§ Problem to solve: In the passage on the business school rankings scandal, put this sentence into Spanish: "The Dean and the other employee deny that such direction was given."

§ Passage to read:
UNIVERSITY ADMINISTRATION SHOULD BE COMMENDED FOR ITS HANDLING OF THE SCANDAL
In any case, it was not Porat who actually reported the false data to U.S. News. Beginning with Fox’s submission for U.S. News’s 2015 online MBA rankings, the report found, that the employee principally responsible for rankings surveys knowingly misreported that all new program entrants had provided GMAT scores to Fox when only a small percentage actually did and allegedly did so at the dean’s direction in the presence of another employee. The Dean and the other employee deny that such direction was given. In addition to misreporting the number of students who took the GMAT from 2015 to 2018, the average undergraduate GPA was overstated, and there were inaccuracies in the number of offers of admission as well as in the degree of student indebtedness.
If anything, the university administration should be commended for calling in Jones Day to conduct an independent investigation, for releasing the full content of the report by the law firm, and for then immediately asking for the resignation of Dean Porat once the findings clearly implicated him in the scandal. Porat apparently refused to resign yesterday and was fired by Temple President Richard M. Englert and Provost JoAnne A. Epps.
Englert stepped up to the challenge. “It was the dean’s initiative to disband a longstanding committee charged with ensuring the accuracy of rankings data,” said Englert in a statement. “This absence of checks and balances, together with an undue focus on rankings, enabled such misreporting. While we are committed to determining the nature and extent of possible incorrect data reporting regarding other academic programs at Fox, one thing is clear: This is contrary to the fundamental value of integrity that is at the heart of our academic mission.”

§ Dataset extract:
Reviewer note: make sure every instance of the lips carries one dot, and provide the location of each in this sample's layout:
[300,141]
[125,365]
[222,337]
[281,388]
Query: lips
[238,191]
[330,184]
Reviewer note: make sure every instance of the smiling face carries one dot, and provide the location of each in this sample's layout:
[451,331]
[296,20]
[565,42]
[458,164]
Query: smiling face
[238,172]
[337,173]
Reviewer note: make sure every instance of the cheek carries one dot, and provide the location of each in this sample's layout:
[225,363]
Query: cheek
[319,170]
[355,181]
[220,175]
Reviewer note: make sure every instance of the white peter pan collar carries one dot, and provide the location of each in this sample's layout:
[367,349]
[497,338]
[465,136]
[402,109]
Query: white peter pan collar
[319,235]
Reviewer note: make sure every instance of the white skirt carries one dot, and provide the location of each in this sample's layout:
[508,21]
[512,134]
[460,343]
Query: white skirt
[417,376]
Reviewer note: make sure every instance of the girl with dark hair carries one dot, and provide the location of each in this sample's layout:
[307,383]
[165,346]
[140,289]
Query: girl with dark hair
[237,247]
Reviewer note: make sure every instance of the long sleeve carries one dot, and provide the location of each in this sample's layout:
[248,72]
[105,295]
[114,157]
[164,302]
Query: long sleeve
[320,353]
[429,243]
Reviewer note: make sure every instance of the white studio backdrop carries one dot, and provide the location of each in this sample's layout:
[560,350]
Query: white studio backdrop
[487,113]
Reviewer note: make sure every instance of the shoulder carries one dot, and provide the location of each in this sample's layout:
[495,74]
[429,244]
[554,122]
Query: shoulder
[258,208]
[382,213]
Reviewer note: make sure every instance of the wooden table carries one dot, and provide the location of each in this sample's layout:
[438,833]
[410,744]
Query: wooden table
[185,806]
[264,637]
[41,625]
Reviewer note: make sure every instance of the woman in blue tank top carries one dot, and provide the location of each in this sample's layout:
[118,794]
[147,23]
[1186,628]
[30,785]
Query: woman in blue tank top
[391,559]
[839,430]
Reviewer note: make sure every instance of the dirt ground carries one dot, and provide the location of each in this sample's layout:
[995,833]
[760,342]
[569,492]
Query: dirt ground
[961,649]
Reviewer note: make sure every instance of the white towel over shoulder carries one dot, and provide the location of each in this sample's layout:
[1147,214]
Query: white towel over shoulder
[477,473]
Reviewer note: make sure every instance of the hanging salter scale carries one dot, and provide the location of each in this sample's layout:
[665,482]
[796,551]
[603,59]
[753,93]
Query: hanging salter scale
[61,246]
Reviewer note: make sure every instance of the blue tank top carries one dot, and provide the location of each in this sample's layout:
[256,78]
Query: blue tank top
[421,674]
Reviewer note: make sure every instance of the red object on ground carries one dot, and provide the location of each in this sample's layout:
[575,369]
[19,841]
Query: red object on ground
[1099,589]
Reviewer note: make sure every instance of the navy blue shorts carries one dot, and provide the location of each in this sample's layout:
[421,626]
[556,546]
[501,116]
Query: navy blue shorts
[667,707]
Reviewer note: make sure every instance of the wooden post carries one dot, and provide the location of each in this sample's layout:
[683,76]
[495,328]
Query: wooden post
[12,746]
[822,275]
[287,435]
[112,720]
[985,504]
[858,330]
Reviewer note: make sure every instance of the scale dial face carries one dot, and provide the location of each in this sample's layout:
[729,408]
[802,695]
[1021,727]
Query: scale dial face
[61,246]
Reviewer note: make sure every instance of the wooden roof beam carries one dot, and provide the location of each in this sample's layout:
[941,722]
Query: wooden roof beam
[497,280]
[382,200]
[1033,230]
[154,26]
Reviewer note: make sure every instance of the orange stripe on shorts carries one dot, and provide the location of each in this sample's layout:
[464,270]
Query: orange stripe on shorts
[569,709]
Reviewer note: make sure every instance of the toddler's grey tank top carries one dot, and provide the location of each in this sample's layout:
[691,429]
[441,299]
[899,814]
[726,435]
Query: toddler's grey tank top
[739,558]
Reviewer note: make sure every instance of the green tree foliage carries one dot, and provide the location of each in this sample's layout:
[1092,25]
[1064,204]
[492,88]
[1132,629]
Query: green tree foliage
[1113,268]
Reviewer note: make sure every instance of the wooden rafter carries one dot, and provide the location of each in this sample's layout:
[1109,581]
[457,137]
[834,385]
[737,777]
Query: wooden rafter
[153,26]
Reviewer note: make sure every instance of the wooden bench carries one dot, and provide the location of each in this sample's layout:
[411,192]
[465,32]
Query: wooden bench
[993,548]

§ Solved problem: El decano y el otro empleado niegan que se haya dado tal instrucción.